> WHAT YOU WILL DO
Locate the line that contains "Ground blue backpack" in the entries below. Retype it and all following lines through the final one, character for character.

****

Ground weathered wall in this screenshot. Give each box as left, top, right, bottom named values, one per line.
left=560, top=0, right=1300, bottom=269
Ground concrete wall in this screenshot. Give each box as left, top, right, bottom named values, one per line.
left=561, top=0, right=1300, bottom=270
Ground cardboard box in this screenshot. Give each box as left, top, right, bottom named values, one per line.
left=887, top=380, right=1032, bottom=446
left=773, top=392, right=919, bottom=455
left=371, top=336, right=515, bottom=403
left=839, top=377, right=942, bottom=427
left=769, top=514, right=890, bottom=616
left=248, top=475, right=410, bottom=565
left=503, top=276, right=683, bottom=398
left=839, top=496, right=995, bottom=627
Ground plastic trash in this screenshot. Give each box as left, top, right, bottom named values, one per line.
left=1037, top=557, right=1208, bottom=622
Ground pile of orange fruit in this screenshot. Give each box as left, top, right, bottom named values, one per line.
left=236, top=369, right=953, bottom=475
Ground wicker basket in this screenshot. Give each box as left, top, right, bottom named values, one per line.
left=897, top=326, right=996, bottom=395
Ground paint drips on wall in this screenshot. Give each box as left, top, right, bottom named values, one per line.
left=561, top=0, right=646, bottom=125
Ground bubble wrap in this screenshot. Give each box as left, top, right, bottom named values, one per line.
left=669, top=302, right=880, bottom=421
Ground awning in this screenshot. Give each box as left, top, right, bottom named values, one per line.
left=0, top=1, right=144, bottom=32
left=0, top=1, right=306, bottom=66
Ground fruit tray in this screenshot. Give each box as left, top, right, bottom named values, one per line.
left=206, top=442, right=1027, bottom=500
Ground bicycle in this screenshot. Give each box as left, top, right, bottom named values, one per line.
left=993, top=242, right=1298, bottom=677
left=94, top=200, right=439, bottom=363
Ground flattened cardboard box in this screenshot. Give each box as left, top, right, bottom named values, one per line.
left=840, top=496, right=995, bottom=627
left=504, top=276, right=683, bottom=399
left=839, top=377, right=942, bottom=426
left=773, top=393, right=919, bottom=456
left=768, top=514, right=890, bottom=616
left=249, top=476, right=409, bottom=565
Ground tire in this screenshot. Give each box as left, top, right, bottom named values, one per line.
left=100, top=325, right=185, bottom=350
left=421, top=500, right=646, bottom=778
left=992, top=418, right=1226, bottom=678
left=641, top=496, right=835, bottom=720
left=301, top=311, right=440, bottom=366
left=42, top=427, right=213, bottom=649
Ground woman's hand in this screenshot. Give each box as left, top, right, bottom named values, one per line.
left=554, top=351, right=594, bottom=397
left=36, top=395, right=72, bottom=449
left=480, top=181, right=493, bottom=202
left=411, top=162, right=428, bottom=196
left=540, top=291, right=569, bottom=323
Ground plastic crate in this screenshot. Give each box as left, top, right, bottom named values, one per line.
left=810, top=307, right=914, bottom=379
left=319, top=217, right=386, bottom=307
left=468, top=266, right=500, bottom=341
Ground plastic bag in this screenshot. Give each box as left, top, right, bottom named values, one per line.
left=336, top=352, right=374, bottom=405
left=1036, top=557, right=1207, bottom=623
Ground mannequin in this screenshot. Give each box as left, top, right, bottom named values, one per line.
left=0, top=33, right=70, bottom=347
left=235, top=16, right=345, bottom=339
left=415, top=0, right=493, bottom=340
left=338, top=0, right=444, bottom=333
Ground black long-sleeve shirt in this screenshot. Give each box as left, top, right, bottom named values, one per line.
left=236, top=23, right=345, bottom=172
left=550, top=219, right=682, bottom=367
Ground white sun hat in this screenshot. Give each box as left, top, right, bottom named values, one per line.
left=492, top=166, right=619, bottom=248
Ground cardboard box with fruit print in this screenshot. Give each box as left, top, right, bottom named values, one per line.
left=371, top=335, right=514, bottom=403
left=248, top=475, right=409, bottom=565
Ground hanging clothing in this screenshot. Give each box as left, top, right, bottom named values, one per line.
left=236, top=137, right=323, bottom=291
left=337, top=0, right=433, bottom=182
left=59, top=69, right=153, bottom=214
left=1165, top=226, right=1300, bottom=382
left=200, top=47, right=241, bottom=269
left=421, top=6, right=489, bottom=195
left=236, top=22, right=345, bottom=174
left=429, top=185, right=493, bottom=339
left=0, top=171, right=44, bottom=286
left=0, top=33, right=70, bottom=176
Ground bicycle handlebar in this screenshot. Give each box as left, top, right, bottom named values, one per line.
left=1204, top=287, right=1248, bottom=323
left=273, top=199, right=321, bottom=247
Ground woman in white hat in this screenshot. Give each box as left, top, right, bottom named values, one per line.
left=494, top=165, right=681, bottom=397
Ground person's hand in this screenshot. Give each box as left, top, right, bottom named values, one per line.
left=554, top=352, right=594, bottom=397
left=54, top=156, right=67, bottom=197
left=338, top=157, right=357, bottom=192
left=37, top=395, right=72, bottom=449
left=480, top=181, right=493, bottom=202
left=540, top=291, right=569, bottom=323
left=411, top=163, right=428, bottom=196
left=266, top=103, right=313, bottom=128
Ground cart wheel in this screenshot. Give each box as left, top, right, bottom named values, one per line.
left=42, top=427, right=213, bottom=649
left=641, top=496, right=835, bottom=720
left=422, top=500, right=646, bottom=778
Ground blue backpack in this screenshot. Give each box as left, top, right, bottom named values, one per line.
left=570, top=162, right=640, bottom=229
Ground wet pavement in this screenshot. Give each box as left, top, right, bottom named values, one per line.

****

> YOUR RESPONSE
Ground blue backpack in this screenshot. Give each box as left, top, right, bottom named values, one per line.
left=570, top=162, right=640, bottom=229
Ground wet pavement in this screenshot. Give each box as left, top, right, bottom named values, one per line.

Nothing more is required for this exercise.